TASK PROMPT: Your answer should be every line of the entries that has the string "wheel" in it.

DATA SUPPLIED:
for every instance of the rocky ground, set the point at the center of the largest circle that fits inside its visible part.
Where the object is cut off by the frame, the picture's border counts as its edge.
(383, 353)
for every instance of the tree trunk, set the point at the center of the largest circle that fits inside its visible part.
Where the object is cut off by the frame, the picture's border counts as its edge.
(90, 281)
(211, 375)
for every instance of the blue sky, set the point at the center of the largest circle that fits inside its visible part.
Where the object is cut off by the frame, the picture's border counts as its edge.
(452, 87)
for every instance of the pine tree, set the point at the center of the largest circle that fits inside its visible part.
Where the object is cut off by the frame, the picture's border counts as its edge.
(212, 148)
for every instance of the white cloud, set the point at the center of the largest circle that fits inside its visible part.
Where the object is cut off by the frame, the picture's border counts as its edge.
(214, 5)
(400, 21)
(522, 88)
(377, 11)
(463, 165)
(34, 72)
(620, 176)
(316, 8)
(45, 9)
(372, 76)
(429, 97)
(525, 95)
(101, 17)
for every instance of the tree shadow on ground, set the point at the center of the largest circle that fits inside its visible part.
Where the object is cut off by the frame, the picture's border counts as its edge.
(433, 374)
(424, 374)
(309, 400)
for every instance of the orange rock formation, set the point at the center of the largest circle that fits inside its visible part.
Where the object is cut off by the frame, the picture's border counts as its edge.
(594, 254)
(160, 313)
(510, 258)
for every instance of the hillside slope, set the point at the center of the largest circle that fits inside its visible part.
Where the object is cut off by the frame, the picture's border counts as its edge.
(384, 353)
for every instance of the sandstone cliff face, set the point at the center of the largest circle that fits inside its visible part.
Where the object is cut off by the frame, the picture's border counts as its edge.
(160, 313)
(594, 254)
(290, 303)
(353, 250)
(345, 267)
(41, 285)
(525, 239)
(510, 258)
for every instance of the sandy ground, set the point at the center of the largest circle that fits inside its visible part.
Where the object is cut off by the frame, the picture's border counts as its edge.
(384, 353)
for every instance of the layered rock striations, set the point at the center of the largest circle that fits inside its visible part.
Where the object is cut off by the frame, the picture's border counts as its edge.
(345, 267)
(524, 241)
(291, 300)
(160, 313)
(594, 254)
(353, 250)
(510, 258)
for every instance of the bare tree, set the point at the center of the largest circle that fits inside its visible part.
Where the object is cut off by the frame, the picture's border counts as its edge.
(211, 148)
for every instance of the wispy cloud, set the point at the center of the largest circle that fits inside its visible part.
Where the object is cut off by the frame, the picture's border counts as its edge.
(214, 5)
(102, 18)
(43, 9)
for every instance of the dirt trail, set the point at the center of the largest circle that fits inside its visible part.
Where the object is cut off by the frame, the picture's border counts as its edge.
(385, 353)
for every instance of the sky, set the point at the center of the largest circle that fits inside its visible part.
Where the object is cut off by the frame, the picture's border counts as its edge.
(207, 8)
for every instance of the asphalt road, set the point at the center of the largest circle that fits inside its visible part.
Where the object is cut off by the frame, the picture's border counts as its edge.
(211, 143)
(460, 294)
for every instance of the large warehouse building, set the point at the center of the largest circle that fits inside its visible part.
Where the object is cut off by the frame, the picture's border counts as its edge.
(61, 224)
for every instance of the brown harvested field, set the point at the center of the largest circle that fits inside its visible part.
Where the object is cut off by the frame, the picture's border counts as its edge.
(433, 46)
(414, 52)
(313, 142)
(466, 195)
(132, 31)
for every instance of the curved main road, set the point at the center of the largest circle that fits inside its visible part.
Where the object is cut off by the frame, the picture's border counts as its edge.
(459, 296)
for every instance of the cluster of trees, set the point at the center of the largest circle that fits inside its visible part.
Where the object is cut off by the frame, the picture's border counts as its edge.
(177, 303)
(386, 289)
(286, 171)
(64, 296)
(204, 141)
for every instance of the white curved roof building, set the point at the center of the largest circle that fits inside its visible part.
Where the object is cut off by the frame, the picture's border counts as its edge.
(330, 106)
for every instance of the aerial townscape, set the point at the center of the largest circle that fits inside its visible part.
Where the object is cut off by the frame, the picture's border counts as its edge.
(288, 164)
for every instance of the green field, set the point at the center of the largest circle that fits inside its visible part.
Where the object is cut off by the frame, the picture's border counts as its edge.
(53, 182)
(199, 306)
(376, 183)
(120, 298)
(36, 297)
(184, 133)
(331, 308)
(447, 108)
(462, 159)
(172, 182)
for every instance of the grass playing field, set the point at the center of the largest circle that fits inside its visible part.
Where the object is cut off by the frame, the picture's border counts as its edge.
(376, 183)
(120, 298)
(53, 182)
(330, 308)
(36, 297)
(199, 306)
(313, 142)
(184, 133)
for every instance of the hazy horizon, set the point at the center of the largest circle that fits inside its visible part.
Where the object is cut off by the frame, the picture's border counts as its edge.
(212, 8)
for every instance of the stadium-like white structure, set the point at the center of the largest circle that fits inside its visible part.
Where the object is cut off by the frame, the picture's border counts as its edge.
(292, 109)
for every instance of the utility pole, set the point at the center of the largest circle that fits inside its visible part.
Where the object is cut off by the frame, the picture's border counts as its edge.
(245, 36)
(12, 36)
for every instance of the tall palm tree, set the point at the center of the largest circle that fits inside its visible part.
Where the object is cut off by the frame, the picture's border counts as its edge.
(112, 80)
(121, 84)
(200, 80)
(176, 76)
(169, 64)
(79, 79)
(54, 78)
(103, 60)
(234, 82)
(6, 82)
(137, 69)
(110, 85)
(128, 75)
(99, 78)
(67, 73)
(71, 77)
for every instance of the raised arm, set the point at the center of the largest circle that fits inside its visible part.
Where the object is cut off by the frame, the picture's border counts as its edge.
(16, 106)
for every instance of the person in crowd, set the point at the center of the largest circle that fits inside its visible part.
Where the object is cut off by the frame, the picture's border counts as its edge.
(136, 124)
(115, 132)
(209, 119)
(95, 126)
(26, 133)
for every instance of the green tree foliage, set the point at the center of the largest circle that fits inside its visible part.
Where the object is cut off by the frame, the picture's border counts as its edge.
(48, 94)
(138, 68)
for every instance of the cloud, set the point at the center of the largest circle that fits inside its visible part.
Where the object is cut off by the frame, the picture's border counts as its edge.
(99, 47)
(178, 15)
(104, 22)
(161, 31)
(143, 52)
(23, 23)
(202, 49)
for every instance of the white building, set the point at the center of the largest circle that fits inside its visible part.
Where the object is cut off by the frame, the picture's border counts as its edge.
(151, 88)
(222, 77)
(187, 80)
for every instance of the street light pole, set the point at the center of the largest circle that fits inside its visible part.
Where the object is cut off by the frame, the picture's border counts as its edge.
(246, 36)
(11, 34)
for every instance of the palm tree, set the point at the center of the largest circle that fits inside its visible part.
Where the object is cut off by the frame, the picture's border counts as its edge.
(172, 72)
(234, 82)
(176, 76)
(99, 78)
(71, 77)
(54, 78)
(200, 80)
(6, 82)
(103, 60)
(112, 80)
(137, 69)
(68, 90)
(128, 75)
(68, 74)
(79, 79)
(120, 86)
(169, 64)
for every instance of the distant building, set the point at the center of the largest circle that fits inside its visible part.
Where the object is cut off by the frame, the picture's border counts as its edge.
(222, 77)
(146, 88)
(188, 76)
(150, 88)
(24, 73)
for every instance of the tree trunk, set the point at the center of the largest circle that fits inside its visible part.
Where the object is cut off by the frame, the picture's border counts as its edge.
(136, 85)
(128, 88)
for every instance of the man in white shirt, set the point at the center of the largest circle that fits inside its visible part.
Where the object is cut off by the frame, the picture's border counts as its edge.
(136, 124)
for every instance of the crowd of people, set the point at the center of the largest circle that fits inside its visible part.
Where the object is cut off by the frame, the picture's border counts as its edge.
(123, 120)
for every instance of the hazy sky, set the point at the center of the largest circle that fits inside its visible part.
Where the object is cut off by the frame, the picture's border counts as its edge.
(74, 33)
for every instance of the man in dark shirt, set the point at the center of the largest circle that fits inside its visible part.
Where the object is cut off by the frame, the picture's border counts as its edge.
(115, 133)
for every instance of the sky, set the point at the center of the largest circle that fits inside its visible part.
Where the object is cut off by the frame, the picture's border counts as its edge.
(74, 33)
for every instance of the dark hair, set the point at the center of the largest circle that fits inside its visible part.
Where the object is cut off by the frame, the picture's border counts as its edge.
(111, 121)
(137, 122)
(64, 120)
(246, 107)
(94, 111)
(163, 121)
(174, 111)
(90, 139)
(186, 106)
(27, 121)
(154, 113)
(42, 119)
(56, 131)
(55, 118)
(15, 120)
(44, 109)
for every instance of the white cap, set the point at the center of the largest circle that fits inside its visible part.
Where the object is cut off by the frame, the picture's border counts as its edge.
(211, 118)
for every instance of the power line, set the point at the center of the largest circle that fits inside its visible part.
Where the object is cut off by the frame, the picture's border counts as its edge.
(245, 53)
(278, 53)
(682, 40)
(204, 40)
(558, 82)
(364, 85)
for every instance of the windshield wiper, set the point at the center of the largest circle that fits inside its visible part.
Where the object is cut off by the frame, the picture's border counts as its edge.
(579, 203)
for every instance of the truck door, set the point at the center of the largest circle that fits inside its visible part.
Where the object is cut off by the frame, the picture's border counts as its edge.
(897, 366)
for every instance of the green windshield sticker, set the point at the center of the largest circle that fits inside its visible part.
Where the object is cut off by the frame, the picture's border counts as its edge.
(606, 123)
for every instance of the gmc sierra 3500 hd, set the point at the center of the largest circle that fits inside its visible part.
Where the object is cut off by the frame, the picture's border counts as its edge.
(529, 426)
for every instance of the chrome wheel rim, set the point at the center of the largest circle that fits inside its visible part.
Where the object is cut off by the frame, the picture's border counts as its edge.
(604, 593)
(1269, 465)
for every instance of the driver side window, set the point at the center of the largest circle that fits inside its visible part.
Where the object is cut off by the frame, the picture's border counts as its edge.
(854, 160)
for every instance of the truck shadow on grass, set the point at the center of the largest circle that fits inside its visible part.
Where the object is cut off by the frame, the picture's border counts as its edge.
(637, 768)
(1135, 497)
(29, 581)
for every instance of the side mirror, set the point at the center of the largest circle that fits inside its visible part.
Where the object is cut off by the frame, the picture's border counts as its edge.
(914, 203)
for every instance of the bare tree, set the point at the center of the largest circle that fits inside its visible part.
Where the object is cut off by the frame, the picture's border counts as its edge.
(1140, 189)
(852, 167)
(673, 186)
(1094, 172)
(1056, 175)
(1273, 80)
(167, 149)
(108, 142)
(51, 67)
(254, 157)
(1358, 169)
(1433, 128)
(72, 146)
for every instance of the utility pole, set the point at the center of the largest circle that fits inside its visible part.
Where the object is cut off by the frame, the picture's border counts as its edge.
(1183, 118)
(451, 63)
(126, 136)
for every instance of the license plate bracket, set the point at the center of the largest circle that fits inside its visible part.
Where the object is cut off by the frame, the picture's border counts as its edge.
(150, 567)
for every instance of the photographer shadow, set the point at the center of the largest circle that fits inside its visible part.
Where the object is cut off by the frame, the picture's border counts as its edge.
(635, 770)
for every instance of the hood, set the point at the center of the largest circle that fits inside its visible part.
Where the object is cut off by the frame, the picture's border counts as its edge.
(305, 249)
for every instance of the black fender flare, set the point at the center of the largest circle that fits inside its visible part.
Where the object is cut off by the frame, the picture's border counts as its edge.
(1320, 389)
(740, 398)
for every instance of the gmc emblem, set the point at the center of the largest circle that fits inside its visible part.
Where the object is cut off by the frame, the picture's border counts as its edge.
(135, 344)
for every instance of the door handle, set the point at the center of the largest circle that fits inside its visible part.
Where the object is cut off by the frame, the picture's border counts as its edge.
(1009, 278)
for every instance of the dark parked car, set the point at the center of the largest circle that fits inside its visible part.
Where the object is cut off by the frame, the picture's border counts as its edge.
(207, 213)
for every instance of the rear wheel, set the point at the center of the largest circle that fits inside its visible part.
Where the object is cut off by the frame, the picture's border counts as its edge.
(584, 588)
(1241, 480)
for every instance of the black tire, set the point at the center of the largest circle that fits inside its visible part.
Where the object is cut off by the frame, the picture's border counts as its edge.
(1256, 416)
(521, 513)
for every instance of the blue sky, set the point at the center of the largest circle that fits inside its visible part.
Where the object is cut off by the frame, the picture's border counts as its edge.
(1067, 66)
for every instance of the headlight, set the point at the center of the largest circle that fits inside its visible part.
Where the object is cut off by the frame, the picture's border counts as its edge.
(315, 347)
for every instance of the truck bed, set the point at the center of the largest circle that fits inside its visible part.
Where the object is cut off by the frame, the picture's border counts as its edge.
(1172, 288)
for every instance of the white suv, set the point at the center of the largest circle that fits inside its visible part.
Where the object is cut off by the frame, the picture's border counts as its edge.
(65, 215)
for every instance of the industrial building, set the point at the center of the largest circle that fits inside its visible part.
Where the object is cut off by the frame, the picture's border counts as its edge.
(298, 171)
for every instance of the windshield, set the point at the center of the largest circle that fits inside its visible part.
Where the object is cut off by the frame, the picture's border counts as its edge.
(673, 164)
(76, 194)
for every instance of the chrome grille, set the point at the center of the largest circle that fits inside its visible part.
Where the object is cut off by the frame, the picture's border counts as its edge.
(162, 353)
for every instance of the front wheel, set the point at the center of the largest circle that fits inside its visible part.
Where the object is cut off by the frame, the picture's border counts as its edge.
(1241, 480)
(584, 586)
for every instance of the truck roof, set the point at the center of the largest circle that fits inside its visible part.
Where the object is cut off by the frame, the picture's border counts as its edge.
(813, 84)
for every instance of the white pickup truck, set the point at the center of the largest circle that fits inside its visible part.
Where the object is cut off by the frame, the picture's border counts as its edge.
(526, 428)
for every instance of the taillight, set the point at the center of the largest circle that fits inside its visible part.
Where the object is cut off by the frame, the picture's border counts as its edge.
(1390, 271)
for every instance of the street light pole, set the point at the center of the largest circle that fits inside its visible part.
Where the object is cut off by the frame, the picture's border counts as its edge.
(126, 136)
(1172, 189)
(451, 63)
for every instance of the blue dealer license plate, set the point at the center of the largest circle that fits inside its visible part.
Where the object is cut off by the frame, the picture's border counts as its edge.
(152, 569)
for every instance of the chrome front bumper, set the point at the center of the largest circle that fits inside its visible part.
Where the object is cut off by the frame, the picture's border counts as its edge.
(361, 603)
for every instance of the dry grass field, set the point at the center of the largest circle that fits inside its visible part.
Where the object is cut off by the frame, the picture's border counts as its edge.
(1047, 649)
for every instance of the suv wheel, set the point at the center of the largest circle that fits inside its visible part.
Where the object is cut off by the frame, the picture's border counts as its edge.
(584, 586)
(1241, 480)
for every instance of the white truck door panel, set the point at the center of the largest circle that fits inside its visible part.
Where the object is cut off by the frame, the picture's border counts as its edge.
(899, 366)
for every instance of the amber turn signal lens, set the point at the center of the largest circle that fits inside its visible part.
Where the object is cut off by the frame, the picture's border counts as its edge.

YOUR RESPONSE:
for every instance of the chrome wheel rim, set the point at the center of the largest circle that fits inside its visible part.
for every instance of the rear wheel, set the point at the center of the largest circle that fits inside its visible part.
for every instance of the front wheel, set the point at the center of the largest circle that fits inside its visible part.
for every instance of the suv wheel, set the point at the center of the largest circle that fits inside its visible part.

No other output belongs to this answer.